▸ What to produce
Carry on the forum thread about informally teaching French to a child, picking up right after its final sentence.

▸ Given passage
Connect with other parents whose children are starting secondary school on this forum.

I'm experimenting in teaching French to DD

88 replies

didgeridooda · 05/01/2017 00:00

DD is in Yr 7. I'm having a go at teaching her French very informally - saying the odd sentence in French, doing occasional CDs in the car (Pimsleur), occasionally watching a French children's DVD or reading a French toddler book with her. She has also started to do a bit of DuoLingo online. She is quite keen on French now.
After a few months of this, she understands a lot of French.
My older DC has been learning French in private and grammar school for 6 years, and is in top set.
The 2 DC found an online French test. Younger DD got a higher score. Her pronunciation is also better.
I'm sold on this informal method now. And what on earth are the modern language teachers doing? Older DC can still say and understand practically nothing. Why have the schools (those I know) got rid of language labs, for instance? Unless my DD is a great linguistic talent, it's not that hard.

OP posts:
throwingpebbles · 06/01/2017 06:54

i missed the first two years of French due to being in a different schooling system. My dad bought me loads of children's books and tapes in French and it was amazing how quickly I over took my classmates.

[Data lines]
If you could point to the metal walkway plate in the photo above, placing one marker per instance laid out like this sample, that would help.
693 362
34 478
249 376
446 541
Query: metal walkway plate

▸ Output
It also gave me a real love of the language and a confidence that comes from learning it organically.

Rickandmorty · 06/01/2017 06:58

what on earth are the modern language teachers doing?

I really resent being somehow to blame for the fact that our government does not prioritise the learning of languages.
I do my best with classes of 35 once a week. I'm not sure I can change the world with the little time I have!

Bobochic · 06/01/2017 07:45

sendsummer - people may well travel or than they did but that really isn't (tragically) any guarantee of cultural understanding. Other EU countries are explicit about the fact that two or mor MFL must be taught to all pupils in order to foster European feeling. Not so in the UK.

leccybill · 06/01/2017 08:11

what on earth are the modern language teachers doing?

Fighting against a tide of

  • but everyone speaks English, Miss
-but it's hard -but I'll never go to France -but my mum said to focus on my English and Maths
Eolian · 06/01/2017 08:18

what on earth are the modern language teachers doing?

Working bloody hard to teach mfl! But when there is not enough lesson time, when you have to teach to the exam (which encourages learning set pieces off by heart), when many pupils see mfl as a difficult and unimportant subject and when pupils are so ignorant of how their own language works that it makes it much harder to learn a new one, we are pretty pushed tbh.

Mfl really is a school subject which is different from the others. If we as a nation want to actually get good at it and teach it well to our children, we need to prioritise it and make proper and suitable space for it in the curriculum (and teach our kids English grammar sensibly from early primary age). I don't think that as a nation we actually are sufficiently interested in doing so though.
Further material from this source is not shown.